To do:
Retype each record shown below, leaving every character as it is.

Records for the exercise:
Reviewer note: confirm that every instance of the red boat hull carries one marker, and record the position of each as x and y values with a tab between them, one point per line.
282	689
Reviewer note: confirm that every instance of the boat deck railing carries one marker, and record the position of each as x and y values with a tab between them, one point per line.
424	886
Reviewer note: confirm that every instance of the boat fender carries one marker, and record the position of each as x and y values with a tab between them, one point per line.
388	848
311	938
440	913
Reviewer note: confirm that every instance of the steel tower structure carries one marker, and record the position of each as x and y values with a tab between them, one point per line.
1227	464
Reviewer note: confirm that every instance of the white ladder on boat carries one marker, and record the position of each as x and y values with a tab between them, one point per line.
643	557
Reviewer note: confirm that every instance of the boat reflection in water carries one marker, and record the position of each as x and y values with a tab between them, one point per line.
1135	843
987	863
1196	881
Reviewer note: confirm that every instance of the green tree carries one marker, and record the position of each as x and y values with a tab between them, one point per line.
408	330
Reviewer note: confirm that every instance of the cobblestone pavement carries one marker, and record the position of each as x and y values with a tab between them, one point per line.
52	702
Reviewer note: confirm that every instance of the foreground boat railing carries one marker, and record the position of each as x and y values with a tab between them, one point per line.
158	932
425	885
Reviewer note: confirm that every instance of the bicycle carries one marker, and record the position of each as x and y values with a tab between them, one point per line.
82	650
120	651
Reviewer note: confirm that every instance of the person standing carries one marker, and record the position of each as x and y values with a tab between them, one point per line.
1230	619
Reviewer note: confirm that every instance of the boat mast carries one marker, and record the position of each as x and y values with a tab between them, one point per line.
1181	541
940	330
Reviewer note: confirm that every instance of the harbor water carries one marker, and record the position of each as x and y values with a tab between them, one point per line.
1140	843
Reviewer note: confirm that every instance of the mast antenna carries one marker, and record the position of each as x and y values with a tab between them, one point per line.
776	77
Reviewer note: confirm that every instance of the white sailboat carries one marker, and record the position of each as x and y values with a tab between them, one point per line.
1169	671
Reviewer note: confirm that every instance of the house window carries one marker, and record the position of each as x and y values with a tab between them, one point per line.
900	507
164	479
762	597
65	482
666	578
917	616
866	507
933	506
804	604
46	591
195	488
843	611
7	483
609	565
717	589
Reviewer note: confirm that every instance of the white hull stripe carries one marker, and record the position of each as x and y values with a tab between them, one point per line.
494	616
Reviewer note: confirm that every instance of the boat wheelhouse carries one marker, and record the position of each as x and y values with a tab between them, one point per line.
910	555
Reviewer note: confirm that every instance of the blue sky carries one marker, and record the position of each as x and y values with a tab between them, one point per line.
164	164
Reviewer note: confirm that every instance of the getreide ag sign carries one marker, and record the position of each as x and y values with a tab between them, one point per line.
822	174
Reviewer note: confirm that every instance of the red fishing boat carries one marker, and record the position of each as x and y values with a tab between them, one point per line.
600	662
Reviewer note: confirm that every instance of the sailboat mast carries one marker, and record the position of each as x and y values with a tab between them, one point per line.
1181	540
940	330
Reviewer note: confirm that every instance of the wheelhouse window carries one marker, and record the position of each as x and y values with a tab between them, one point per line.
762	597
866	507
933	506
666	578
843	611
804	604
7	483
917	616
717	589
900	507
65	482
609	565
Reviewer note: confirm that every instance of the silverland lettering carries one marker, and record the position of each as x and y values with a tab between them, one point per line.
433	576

Exercise solution:
Reviewer note: confirm that every instance of the red boat hull carries one marker, and record the position of each as x and y values with a tab between them, one point per line.
282	689
Reviewer note: confirm that every instance of the boat deck railing carries one marker, and record the position of each as x and y values with a tab between them, one point per line.
424	886
Reviewer note: confirm that every instance of the boat fender carries one marker, and record the position of each as x and y values with a tab between them, one point per line.
388	848
311	938
440	913
Reviewer note: confirm that every instance of the steel tower structure carries one marker, and record the position of each as x and y values with a tab between them, one point per line.
1227	464
Reviewer note: confirm that every instance of the white ladder on boat carries one marker, and record the position of each as x and y values with a tab between them, one point per line.
643	557
Reviewer note: confirm that every instance of the boat reflection in water carries one marker, and record the position of each as x and y values with a tab between them, one point per line.
1135	843
987	863
1196	881
Reviewer note: confirm that every instance of the green tree carries one marker, and record the position of each as x and y values with a tab between them, one point per line.
408	330
Reviewer note: confirm that every instance of the cobblestone pavement carries one marker, and record the position of each as x and y values with a tab between them, one point per line.
52	702
Reviewer note: confirm that every instance of the foreground boat railing carries one marker, and record the position of each as x and y values with a tab between them, one point per line.
158	932
425	885
Reviewer note: confirm that every instance of the bicycle carries one marker, and record the position of each as x and y values with a tab between them, one point per line.
82	650
120	651
Reviewer note: confirm that every instance of the person standing carries one marker, and record the position of each as x and y values with a tab between them, one point per line.
1230	619
Reviewer note: confirm that every instance of the boat mast carries one marker, and record the position of each as x and y values with a tab between them, one point per line.
1181	541
940	330
Reviewer note: confirm that every instance of the harbor water carries one marker, and record the position of each as x and y values with a tab between them, one point per line.
1140	843
Reviewer note: confirm that every instance of the mast antenna carries one marker, and record the position of each as x and y values with a tab between them, one point per line.
776	77
Reviewer note: confirm that every instance of the white sailboat carries one marker, and record the position of each as x and y values with a tab between them, one point per line.
1169	671
Reviewer note: confirm that every instance of the house window carries one marker, and record the position of each as x and y values with a tab between them, one point per line.
900	507
164	479
762	597
65	482
666	578
917	616
866	507
933	506
804	604
46	591
195	488
843	611
7	483
609	565
717	589
Reviewer note: confirm that every instance of the white hull stripe carries one marker, and record the position of each as x and y values with a tab between them, one point per line.
494	616
Reviewer note: confirm that every instance of the boat wheelhouse carries one marker, and record the position of each as x and y values with a tab between them, one point per line.
910	555
Reviewer note: confirm that every instance of the blue sky carries one marker, and record the position of each as x and y values with a tab between them, one point per line.
164	164
Reviewer note: confirm that every instance of the getreide ag sign carries one marker, and record the position of each as x and y values with a tab between them, one point per line.
822	174
Reviewer note: confirm that every instance of the red fishing boat carries one marker, and record the position of each as x and y values with a tab between them, one point per line.
600	662
Reviewer note: confirm that every instance of the sailboat mast carries one marker, and record the position of each as x and y values with a tab between them, one point per line.
1181	540
940	330
Reviewer note: confirm that every instance of the wheelhouse window carries one marker, and record the position of each as x and y values with a tab between them, one point per line.
762	597
866	507
933	506
666	578
843	611
804	604
7	483
917	616
717	589
900	507
65	482
609	565
Reviewer note: confirm that every instance of the silverland lettering carries one marker, and record the position of each as x and y values with a tab between them, one point per line.
433	576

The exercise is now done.